(PROVIDED INFORMATION Opens)
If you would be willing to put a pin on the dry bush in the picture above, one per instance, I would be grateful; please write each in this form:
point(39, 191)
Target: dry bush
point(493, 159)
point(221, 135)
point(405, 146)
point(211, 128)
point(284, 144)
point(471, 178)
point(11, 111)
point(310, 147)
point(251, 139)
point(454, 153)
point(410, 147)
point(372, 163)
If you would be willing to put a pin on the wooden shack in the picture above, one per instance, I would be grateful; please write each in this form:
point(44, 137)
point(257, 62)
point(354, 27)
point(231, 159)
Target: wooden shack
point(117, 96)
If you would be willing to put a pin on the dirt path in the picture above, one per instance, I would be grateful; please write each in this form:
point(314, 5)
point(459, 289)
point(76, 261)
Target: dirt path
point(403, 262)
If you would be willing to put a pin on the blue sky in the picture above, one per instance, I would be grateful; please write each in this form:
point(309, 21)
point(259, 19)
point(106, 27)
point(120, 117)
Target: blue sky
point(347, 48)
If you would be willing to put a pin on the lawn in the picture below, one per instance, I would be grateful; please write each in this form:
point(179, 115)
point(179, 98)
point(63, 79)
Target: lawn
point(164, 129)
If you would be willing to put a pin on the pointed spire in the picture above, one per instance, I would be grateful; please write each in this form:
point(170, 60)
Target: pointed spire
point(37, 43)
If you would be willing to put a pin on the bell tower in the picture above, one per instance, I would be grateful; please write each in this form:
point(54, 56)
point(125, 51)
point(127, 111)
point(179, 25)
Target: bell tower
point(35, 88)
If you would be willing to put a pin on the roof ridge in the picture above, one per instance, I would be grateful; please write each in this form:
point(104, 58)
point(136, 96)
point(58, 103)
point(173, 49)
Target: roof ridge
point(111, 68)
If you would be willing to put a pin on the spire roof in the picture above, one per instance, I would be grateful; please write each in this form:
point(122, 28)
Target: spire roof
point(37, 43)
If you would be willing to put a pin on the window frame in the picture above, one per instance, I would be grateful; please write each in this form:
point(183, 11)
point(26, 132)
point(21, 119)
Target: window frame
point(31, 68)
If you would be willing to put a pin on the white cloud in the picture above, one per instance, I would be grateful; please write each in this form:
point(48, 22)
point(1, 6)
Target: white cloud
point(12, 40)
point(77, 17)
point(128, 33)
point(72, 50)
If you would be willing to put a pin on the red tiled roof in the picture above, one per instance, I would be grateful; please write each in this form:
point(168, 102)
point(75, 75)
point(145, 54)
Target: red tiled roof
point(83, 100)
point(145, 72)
(PROVIDED INFORMATION Closes)
### THE TASK
Repeat the listing in full so that each line matches exactly.

### ANSWER SPACE
If you would be willing to put a pin on the dry bush in the picture above, one per instance, I would be grateful; please write each in this form:
point(39, 191)
Target: dry bush
point(493, 159)
point(221, 135)
point(405, 146)
point(211, 128)
point(284, 144)
point(471, 178)
point(11, 111)
point(310, 147)
point(251, 139)
point(454, 153)
point(410, 147)
point(372, 163)
If you would be willing to put a pin on the wooden shack in the picture above, one per instance, I would be grateful; please write each in this form:
point(44, 137)
point(257, 62)
point(354, 27)
point(231, 159)
Target: wooden shack
point(117, 96)
If you would be willing to put a pin on the dirt path in the picture above, one per instance, I would be grateful; please write each in this form:
point(314, 5)
point(459, 289)
point(76, 261)
Target: dirt path
point(403, 262)
If you would be willing to put a pin on the blue sky in the picture above, one per instance, I would be grateful; please write each in this form:
point(309, 21)
point(259, 19)
point(106, 27)
point(120, 117)
Target: blue sky
point(347, 48)
If you would be willing to put a pin on the lawn in the picture below, one per instance, I would be grateful; please write each in this form:
point(179, 115)
point(179, 98)
point(63, 79)
Target: lawn
point(164, 129)
If you would be willing to put a pin on the pointed spire in the picture above, one per instance, I would be grateful; please write each in this form:
point(170, 60)
Target: pointed spire
point(37, 43)
If you would be willing to put a pin on the bell tower in the picture above, one per instance, I would be grateful; please write each in this form:
point(54, 56)
point(125, 51)
point(127, 111)
point(179, 25)
Target: bell tower
point(35, 88)
If you would be willing to put a pin on the roof ridge in the picture above, one per instance, I would be grateful; please write each in this form:
point(104, 58)
point(136, 96)
point(58, 103)
point(173, 49)
Target: roof ridge
point(111, 68)
If you would be willing to put a pin on the spire roof in the picture above, one per instance, I would be grateful; please write each in this form:
point(122, 28)
Target: spire roof
point(37, 43)
If you would be willing to put a pin on the window frame in the picture above, one per instance, I would be grateful; please write each in this form:
point(183, 11)
point(26, 132)
point(21, 119)
Target: window frame
point(31, 68)
If you would be willing to put a pin on the white cloud in the picture above, one per instance, I would be grateful; please write each in this form:
point(48, 22)
point(1, 6)
Target: white cloud
point(12, 40)
point(77, 17)
point(128, 33)
point(72, 50)
If you would be willing to put a pin on the red tiled roof in the picture above, one per instance, I would be grateful; please write each in this form:
point(168, 102)
point(75, 75)
point(145, 54)
Target: red tiled roof
point(83, 100)
point(145, 72)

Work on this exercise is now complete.